— begin Recorded data —

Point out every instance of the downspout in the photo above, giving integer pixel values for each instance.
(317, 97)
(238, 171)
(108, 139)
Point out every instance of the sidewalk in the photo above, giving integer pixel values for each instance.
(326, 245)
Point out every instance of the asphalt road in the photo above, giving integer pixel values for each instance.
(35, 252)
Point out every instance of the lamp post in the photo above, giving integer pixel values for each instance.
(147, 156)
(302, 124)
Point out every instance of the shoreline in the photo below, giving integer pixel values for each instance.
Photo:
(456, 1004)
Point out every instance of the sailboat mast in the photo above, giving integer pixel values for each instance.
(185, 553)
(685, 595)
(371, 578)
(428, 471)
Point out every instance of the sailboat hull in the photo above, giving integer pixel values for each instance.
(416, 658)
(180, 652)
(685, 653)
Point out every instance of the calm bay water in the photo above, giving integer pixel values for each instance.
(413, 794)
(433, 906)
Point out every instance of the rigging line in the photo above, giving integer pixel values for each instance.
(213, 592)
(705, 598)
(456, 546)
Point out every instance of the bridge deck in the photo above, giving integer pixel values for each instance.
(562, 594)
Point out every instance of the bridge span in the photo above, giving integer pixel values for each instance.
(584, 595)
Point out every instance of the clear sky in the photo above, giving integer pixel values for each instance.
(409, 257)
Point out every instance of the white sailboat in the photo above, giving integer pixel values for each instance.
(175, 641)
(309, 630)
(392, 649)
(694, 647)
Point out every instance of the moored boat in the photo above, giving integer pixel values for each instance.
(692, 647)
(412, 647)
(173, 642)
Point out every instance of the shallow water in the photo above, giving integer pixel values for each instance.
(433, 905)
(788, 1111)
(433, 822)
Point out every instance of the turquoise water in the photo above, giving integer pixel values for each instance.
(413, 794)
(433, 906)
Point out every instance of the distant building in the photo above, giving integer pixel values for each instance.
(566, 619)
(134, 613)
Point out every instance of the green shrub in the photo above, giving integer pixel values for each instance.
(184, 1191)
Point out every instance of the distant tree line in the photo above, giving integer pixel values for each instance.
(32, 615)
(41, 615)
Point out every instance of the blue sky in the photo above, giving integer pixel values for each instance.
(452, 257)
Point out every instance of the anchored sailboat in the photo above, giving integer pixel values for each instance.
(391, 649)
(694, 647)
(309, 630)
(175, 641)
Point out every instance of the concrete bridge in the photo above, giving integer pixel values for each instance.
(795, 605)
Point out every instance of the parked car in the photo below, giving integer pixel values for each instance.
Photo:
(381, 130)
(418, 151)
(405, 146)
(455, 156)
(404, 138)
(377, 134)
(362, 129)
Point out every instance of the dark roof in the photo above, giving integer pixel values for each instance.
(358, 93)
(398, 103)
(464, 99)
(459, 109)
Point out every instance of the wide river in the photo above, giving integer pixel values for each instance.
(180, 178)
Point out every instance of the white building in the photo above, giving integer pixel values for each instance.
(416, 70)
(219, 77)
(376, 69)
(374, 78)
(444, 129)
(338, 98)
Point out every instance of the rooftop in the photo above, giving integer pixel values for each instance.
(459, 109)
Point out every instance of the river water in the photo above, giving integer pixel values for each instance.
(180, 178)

— end Recorded data —

▸ **Task details**
Rescale the data from the line containing "Point out every instance of the dark" through the final line, both included. Rewrite every line in that stretch, multiplying each coordinate by 1.55 and rounding it to a whole number (halves round up), and copy all other lines unchanged.

▸ **The answer**
Point out every instance of the dark roof in the photo above, giving integer pixel values for each instance.
(555, 144)
(617, 160)
(719, 153)
(711, 169)
Point out every instance of the wide river in the photo above, giving integer pixel values for each instance.
(279, 276)
Point out every instance of the white building in the photo above, giving integer pixel values for each instance.
(645, 109)
(339, 119)
(583, 107)
(580, 121)
(688, 200)
(524, 152)
Point out every instance of the rooftop in the photo above, giving integer pixel values for each instance.
(711, 169)
Point out every instance of the river water in the photo above, giving integer pixel values for each instance.
(279, 276)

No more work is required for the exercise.